**WORK INSTRUCTION**
Some of the lines below need repeating. Reproduce exactly those between the lines holding "Target: jersey shoulder" and "Target: team crest", inclusive.

**RECORDS FOR THIS TASK**
═══
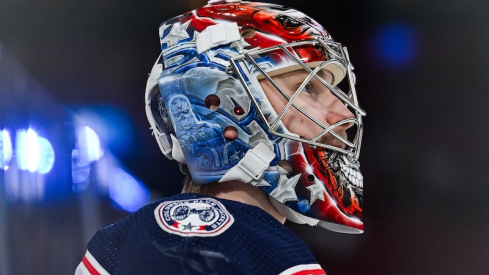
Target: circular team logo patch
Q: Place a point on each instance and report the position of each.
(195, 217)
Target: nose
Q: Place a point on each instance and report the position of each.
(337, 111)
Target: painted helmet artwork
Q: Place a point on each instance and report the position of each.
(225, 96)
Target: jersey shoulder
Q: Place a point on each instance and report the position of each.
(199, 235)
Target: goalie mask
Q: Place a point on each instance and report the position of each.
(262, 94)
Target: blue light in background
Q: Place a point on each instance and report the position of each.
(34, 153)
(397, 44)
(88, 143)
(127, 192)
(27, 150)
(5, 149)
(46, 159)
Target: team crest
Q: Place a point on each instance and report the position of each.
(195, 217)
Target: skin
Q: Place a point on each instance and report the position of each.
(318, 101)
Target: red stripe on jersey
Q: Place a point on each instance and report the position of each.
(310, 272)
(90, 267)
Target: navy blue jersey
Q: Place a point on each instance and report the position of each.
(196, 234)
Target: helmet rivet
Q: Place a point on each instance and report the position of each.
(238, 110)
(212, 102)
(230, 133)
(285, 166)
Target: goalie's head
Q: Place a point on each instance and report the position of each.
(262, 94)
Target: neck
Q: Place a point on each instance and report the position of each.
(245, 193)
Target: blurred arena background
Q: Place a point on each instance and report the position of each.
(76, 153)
═══
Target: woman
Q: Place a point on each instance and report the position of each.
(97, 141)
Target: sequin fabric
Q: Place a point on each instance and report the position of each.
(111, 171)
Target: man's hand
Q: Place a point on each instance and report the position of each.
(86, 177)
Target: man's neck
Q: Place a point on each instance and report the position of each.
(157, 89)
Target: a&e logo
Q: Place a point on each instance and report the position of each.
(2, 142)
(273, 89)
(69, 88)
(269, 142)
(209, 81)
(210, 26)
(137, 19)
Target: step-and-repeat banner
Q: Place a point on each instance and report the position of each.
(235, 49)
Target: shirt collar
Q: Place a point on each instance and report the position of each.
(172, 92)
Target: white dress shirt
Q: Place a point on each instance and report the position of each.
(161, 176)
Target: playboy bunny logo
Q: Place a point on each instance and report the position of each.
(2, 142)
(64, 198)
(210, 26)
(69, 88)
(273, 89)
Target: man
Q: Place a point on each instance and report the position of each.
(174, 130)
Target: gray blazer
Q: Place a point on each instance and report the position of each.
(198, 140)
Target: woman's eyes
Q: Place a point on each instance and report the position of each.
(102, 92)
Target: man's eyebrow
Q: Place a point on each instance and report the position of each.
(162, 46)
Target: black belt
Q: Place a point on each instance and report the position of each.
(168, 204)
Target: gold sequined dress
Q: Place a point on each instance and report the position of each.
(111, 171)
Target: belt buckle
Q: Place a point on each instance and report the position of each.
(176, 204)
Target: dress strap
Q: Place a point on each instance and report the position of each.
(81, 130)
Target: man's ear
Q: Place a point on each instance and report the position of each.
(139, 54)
═══
**EXERCISE OUTPUT**
Target: jersey shoulder
Q: Place a point on each instance and report the position of each.
(199, 235)
Target: goalie mask
Q: Place a point on each instance and report the position of each.
(262, 94)
Target: blue light in background
Q: Place a point on each instance and report the position of each.
(34, 153)
(397, 44)
(88, 143)
(127, 192)
(27, 150)
(5, 149)
(46, 159)
Target: team crest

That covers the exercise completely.